Stated exercise = Give every line from the one containing "Where can you find the green" down to the one containing "(1048, 365)" as a JSON list of strings, one string per line, leaving out blank lines.

Listed records =
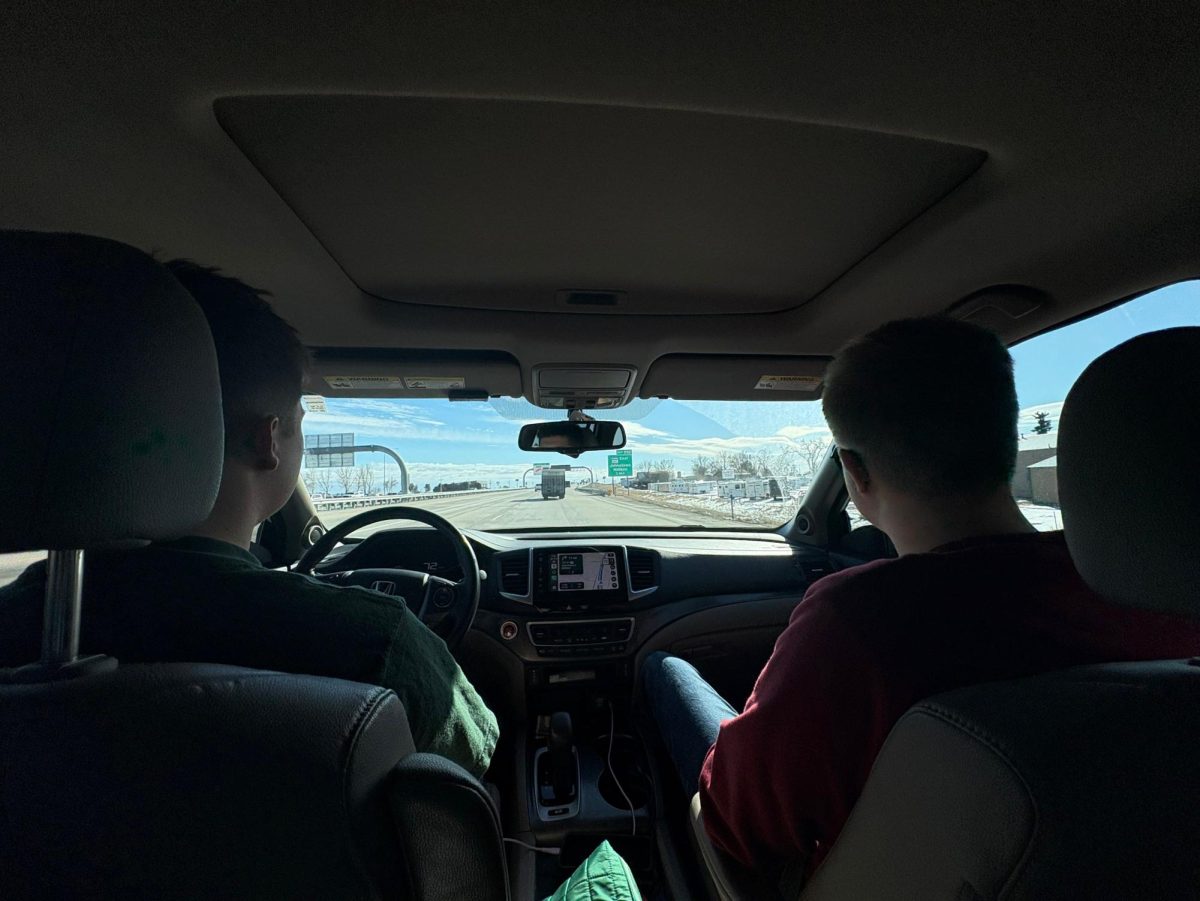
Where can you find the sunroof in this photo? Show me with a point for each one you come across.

* * *

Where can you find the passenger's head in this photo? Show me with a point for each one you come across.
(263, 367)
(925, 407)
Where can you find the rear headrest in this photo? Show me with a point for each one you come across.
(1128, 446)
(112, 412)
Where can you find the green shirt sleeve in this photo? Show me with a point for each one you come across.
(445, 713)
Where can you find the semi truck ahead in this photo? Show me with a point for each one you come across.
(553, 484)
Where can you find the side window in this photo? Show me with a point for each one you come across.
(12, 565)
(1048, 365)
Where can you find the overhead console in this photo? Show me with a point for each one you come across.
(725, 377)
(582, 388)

Finished task =
[
  "Where can you find the green shirt sleeve in this photo? Show me with a point for each one you come across.",
  "(445, 713)",
  "Where can you find the semi truck ahead in this photo? Show me with a point for each one you come across.",
  "(553, 484)",
  "Where can you find the side window in this photo? Show me with a point for each one you come across.",
  "(12, 565)",
  "(1048, 365)"
]